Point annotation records
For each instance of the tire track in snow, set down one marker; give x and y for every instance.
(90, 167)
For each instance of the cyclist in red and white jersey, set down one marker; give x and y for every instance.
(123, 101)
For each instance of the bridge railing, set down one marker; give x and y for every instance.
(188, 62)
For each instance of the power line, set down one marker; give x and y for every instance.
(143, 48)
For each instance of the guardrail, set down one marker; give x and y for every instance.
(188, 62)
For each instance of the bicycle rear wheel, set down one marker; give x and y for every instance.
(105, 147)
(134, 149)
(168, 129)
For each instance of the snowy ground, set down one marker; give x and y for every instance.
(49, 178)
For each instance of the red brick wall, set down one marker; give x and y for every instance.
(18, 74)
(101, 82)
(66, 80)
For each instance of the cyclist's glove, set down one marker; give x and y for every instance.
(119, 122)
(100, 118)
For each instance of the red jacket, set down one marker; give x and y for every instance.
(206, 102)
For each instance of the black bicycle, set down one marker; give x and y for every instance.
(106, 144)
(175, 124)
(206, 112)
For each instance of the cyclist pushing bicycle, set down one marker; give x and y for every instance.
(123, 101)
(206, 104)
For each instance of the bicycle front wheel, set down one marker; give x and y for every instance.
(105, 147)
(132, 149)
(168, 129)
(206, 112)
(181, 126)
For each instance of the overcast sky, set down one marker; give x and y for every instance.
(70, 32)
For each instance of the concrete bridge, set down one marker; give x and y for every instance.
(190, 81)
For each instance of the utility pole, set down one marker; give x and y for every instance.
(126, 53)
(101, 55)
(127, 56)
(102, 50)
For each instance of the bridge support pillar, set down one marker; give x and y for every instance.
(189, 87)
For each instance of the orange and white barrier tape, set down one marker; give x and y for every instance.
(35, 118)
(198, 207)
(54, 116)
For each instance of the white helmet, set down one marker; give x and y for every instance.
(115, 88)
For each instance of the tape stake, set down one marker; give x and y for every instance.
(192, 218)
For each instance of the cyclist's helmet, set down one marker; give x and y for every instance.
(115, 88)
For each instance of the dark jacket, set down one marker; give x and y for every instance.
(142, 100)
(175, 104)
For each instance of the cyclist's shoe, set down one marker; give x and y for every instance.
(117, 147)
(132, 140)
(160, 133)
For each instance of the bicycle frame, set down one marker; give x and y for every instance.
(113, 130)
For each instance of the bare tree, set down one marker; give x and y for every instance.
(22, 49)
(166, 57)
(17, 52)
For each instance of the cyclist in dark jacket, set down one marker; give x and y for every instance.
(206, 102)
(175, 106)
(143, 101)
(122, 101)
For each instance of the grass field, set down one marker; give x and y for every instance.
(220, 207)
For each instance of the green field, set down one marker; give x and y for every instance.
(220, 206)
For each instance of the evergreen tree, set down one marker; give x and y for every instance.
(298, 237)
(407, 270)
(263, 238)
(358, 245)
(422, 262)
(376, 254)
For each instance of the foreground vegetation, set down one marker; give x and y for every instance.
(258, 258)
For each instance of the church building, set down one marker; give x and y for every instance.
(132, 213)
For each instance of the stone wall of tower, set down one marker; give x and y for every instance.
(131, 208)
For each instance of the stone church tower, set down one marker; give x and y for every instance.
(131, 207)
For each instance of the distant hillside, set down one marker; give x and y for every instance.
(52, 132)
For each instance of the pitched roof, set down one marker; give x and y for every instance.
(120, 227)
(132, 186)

■ Instruction
Each record must be returned exactly as it is written.

■ Result for this task
For each instance of the tire track in snow, set down one marker; give x and y for every instance.
(90, 167)
For each instance of the cyclist in red and white jersey, set down one marker; give x and y for every instance.
(123, 101)
For each instance of the bridge railing, set down one marker; give x and y for every instance.
(188, 62)
For each instance of the power line, set down one marker; give x and y for every instance.
(143, 48)
For each instance of the guardrail, set down one marker; give x and y for every instance.
(188, 62)
For each instance of the bicycle rear wheel, set down one marker; give x and y for every instance.
(105, 147)
(134, 149)
(168, 129)
For each instance of the snowy ground, set down one marker; give x and y for every instance.
(49, 178)
For each instance of the red brick wall, set down one marker; give x and y for every instance.
(18, 74)
(101, 82)
(66, 80)
For each instance of the cyclist's glove, set down one marker; give x and y for every instance.
(119, 122)
(100, 118)
For each instance of the red jacket, set down one marker; give x and y for every instance.
(206, 102)
For each instance of the black bicycle, set down one marker; give x and y for every instance.
(106, 144)
(175, 124)
(206, 112)
For each instance of the cyclist pushing bicycle, set down one marker; give x and y for every instance.
(123, 101)
(206, 104)
For each instance of the bicycle front wheel, set down one marker; give x and y for every instance.
(105, 147)
(132, 149)
(168, 129)
(206, 112)
(181, 126)
For each instance of the overcast sky, set down one marker; give x and y for every instance.
(70, 32)
For each instance of the concrete bridge, set down one marker; give x and y for every instance.
(190, 81)
For each instance of the utility pole, set down one marker; give x and y for every instance.
(126, 53)
(101, 55)
(127, 56)
(102, 50)
For each instance of the bridge support pillar, set down one marker; give x and y for every instance.
(189, 87)
For each instance of the orange and white barrier tape, set down one marker; give x and y for every instance.
(35, 118)
(198, 207)
(54, 116)
For each instance of the white helmet, set down one marker; give x and y for every instance.
(115, 88)
For each instance of the tape stake, set down one marker; give x and y for every instance.
(192, 218)
For each instance of the cyclist's helmet, set down one marker; give x and y for every instance.
(115, 88)
For each instance of the dark jacket, set down one marker; give x and y for every instance.
(142, 100)
(175, 104)
For each instance of the cyclist's shoe, set down one marker; give x and y for every instance.
(117, 147)
(132, 140)
(160, 133)
For each instance of the bicycle frame, set down one marker; give x and y for every instance.
(113, 130)
For each instance of the bare tree, set down one marker; give x and y for every instance.
(22, 49)
(166, 57)
(17, 52)
For each instance of the cyclist in dark jacket, set down one marker; give x and y for every instance.
(206, 102)
(175, 106)
(143, 101)
(122, 101)
For each instance of the grass field, set down one marker; give x and y for every instance.
(220, 207)
For each instance of the green field, set down one marker; give x and y for every instance.
(220, 206)
For each instance of the evergreen tree, set down one marker; give x and y for every instance.
(298, 237)
(407, 270)
(263, 238)
(358, 245)
(422, 262)
(376, 254)
For each instance of the foreground vegetation, set down one marker; give x and y for every instance.
(258, 258)
For each instance of the church building, set down one marker; give x and y for every instance.
(132, 213)
For each instance of the stone wall of tower, set down one marker; give x and y for every instance.
(131, 208)
For each instance of the stone church tower, set down one marker; give x and y for every instance.
(131, 207)
For each instance of the distant hillside, set down one marker; give x and y for every instance.
(52, 132)
For each instance of the pitched roof, set down one marker; give x and y for every instance.
(120, 227)
(132, 186)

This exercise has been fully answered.